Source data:
>>
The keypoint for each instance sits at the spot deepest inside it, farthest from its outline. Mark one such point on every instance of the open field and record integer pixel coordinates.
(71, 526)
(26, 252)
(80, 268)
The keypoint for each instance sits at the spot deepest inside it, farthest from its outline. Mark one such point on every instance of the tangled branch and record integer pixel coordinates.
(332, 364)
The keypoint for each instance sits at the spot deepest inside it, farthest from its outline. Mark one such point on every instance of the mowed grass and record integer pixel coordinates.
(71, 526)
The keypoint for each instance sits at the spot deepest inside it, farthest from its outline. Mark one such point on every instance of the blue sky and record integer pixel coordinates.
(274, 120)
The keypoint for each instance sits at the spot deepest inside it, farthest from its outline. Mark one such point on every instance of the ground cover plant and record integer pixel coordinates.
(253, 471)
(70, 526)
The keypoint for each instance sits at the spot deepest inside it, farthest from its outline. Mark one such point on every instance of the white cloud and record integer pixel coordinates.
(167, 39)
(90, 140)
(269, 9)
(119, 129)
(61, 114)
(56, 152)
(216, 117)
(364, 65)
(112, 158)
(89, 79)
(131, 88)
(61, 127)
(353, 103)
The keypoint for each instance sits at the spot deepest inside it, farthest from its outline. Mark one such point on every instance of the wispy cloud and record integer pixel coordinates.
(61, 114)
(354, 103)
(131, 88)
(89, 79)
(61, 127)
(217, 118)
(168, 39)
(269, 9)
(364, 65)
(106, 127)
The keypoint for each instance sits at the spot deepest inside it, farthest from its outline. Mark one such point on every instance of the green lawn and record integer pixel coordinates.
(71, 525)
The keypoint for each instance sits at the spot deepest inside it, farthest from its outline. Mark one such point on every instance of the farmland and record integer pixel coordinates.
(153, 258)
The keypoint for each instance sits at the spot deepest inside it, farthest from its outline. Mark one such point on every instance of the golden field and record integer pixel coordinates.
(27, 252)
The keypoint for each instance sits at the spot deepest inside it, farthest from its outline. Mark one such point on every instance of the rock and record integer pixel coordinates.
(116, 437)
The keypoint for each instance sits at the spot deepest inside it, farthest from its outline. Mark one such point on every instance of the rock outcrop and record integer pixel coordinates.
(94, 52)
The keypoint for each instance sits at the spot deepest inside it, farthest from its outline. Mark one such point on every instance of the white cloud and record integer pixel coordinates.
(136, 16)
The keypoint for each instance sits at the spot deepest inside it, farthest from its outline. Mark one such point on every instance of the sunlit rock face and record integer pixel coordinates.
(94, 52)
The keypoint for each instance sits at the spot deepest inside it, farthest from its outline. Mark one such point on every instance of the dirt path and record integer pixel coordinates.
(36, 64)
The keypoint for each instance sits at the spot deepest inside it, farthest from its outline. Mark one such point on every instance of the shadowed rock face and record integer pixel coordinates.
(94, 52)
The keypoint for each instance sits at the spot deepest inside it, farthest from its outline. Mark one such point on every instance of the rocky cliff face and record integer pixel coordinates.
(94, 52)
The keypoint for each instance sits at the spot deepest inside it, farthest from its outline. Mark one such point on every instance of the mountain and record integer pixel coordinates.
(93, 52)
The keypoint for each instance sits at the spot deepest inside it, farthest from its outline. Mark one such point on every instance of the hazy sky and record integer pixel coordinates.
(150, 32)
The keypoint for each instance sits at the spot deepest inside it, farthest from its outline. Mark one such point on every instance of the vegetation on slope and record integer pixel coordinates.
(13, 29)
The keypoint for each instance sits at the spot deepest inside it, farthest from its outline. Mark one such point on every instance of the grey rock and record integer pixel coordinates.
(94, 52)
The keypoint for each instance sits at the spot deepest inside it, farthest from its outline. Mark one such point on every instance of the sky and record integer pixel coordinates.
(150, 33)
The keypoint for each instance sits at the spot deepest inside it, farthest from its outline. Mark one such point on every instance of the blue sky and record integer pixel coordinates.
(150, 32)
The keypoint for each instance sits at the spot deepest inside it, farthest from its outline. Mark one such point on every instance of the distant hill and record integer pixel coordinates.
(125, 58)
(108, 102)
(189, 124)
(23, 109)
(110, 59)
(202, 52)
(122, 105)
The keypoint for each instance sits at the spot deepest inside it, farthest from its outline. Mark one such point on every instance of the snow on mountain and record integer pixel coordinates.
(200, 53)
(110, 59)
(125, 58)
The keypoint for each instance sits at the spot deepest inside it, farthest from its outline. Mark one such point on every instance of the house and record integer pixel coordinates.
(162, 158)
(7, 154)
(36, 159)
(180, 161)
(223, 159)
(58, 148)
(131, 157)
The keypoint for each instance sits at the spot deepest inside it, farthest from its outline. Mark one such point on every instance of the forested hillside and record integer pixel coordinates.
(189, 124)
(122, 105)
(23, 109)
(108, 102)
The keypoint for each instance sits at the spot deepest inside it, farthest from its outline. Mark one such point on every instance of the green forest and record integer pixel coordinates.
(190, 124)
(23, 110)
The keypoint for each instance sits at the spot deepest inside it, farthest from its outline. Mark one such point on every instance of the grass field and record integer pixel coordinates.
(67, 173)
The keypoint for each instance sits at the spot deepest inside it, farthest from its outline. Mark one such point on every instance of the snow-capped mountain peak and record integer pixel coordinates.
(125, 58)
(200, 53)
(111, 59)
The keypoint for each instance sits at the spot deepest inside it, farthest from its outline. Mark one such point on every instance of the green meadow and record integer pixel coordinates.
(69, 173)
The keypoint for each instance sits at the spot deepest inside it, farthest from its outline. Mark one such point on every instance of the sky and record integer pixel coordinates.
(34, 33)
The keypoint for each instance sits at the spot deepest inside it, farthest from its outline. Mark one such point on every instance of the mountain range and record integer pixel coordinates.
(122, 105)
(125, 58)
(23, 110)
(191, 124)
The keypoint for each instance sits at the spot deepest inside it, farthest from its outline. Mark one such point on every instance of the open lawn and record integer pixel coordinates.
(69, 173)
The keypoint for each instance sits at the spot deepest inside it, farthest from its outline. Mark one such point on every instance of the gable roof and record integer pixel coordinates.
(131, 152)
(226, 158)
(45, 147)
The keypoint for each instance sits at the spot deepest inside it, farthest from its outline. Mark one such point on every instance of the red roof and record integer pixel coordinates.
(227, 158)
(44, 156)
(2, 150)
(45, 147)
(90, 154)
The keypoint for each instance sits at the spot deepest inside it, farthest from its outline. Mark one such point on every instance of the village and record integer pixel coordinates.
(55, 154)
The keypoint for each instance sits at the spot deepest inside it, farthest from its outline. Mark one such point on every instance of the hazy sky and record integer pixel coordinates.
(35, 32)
<<
TASK: Write out the records once more, precisely as they stand.

RESPONSE BELOW:
The keypoint for each instance sits at the spot deepest inside it, farthest from its outline. Mark one such point on every instance of the open field and record integer pixel coordinates.
(71, 526)
(26, 252)
(80, 268)
The keypoint for each instance sits at the spot deepest inside it, farthest from its outline. Mark one such point on every instance of the tangled branch and record integer pixel coordinates.
(332, 364)
The keypoint for each instance sits at the spot deepest inside it, farthest from its outline. Mark one such point on every instance of the mowed grass and record integer pixel coordinates.
(71, 526)
The keypoint for each instance sits at the spot deepest inside it, farthest from its outline. Mark one such point on every instance of the blue sky and record integer pixel coordinates.
(274, 120)
The keypoint for each instance sits at the spot deepest inside it, farthest from its outline. Mark one such point on every instance of the ground cover plant and record integer pixel coordinates.
(253, 471)
(70, 526)
The keypoint for each instance sits at the spot deepest inside it, farthest from its outline. Mark one such point on every instance of the white cloud and record integer pixel coordinates.
(167, 39)
(90, 140)
(269, 9)
(119, 129)
(61, 114)
(56, 152)
(216, 117)
(364, 65)
(112, 158)
(89, 79)
(131, 88)
(61, 127)
(353, 103)
The keypoint for each instance sits at the spot deepest inside it, farthest from its outline. Mark one such point on every instance of the wispy cloud and record integer pixel coordinates.
(61, 114)
(354, 103)
(131, 88)
(89, 79)
(61, 127)
(217, 118)
(168, 39)
(269, 9)
(364, 65)
(106, 127)
The keypoint for each instance sits at the spot deepest inside it, farthest from its outline. Mark one such point on every instance of the green lawn and record integer pixel coordinates.
(71, 525)
The keypoint for each instance sits at the spot deepest inside it, farthest from its outline. Mark one such point on every instance of the farmland and record integer pixel coordinates.
(153, 258)
The keypoint for each instance sits at the spot deepest inside it, farthest from its outline. Mark one such point on every instance of the golden field and record integer pixel coordinates.
(27, 252)
The keypoint for each instance sits at the spot deepest inside it, farthest from its outline. Mark one such point on every instance of the rock and record integer pixel coordinates.
(116, 437)
The keypoint for each instance sits at the spot deepest inside it, farthest from its outline. Mark one such point on every instance of the rock outcrop and record integer pixel coordinates.
(94, 52)
The keypoint for each instance sits at the spot deepest inside it, farthest from its outline. Mark one such point on every instance of the white cloud and record integer pixel coordinates.
(136, 16)
The keypoint for each instance sits at the spot deepest inside it, farthest from its outline. Mark one such point on every instance of the sunlit rock face and record integer pixel coordinates.
(94, 52)
The keypoint for each instance sits at the spot deepest inside it, farthest from its outline. Mark one such point on every instance of the dirt path and record integer pixel coordinates.
(36, 64)
The keypoint for each instance sits at the spot deepest inside it, farthest from its outline. Mark one such point on every instance of the shadowed rock face and record integer pixel coordinates.
(94, 52)
The keypoint for each instance sits at the spot deepest inside it, farthest from its outline. Mark one such point on every instance of the rocky cliff face and record integer pixel coordinates.
(94, 52)
The keypoint for each instance sits at the spot deepest inside it, farthest from its outline. Mark one such point on every instance of the mountain and record integer pixel coordinates.
(93, 52)
The keypoint for each instance sits at the spot deepest inside it, farthest from its outline. Mark one such point on every instance of the hazy sky and record integer pixel coordinates.
(150, 32)
The keypoint for each instance sits at the spot deepest inside it, farthest from its outline. Mark one such point on every instance of the vegetation on slope and record integer pixel coordinates.
(13, 29)
The keypoint for each instance sits at the spot deepest inside it, farthest from its outline. Mark one such point on every instance of the grey rock and record integer pixel coordinates.
(94, 52)
The keypoint for each instance sits at the spot deepest inside it, farthest from its outline. Mark one such point on every instance of the sky and record integer pixel coordinates.
(150, 33)
The keypoint for each instance sits at the spot deepest inside it, farthest from its outline. Mark one such point on every instance of the blue sky and record integer pixel coordinates.
(150, 32)
The keypoint for each instance sits at the spot deepest inside it, farthest from its outline. Mark one such point on every instance of the distant hill and record integer pixel coordinates.
(125, 58)
(108, 102)
(189, 124)
(23, 109)
(110, 59)
(202, 52)
(122, 105)
The keypoint for each instance sits at the spot deepest inside it, farthest from its outline. Mark one such point on every instance of the snow on mountain and record integer pixel coordinates.
(200, 53)
(110, 59)
(125, 58)
The keypoint for each instance sits at the spot deepest inside it, farthest from its outline. Mark one such point on every instance of the house and record integer pixel coordinates.
(162, 158)
(7, 154)
(36, 159)
(180, 161)
(223, 159)
(58, 148)
(131, 157)
The keypoint for each instance sits at the spot deepest inside it, farthest from its outline. Mark one such point on every instance of the forested hillside and record integer pixel coordinates.
(189, 124)
(122, 105)
(23, 109)
(108, 102)
The keypoint for each instance sits at the spot deepest inside it, farthest from its outline. Mark one such point on every instance of the green forest and record integer pixel coordinates.
(190, 124)
(23, 110)
The keypoint for each instance sits at the spot deepest inside it, farthest from its outline. Mark one such point on every instance of the grass field and record integer pixel coordinates.
(67, 173)
The keypoint for each instance sits at the spot deepest inside it, farthest from its outline. Mark one such point on every instance of the snow-capped mountain peak and record integer pixel coordinates.
(125, 58)
(200, 53)
(111, 59)
The keypoint for each instance sits at the spot deepest inside it, farthest from its outline. Mark one such point on every instance of the green meadow and record integer pixel coordinates.
(69, 173)
The keypoint for each instance sits at the spot deepest inside it, farthest from its outline. Mark one such point on every instance of the sky and record integer pixel coordinates.
(34, 33)
The keypoint for each instance sits at the spot deepest inside it, farthest from its outline. Mark one such point on every instance of the mountain range and record integer pixel coordinates.
(122, 105)
(125, 58)
(23, 110)
(191, 124)
The keypoint for each instance sits at the spot deepest inside it, farthest from its outline. Mark one such point on every instance of the open lawn and record integer pixel coordinates.
(69, 173)
The keypoint for each instance sits at the spot deepest inside it, farthest from its outline. Mark one such point on every instance of the gable roof and record integer pixel coordinates.
(131, 152)
(226, 158)
(45, 147)
The keypoint for each instance sits at the spot deepest inside it, farthest from its outline. Mark one such point on every instance of the red roof and record integer pixel coordinates.
(227, 158)
(44, 156)
(2, 150)
(45, 147)
(90, 154)
The keypoint for each instance sits at the spot deepest inside it, farthest from its outline. Mark one such point on every instance of the village and record integer pixel coordinates.
(55, 154)
The keypoint for each instance sits at the spot deepest inside it, farthest from its outline. Mark one such point on every instance of the hazy sky and record integer pixel coordinates.
(35, 32)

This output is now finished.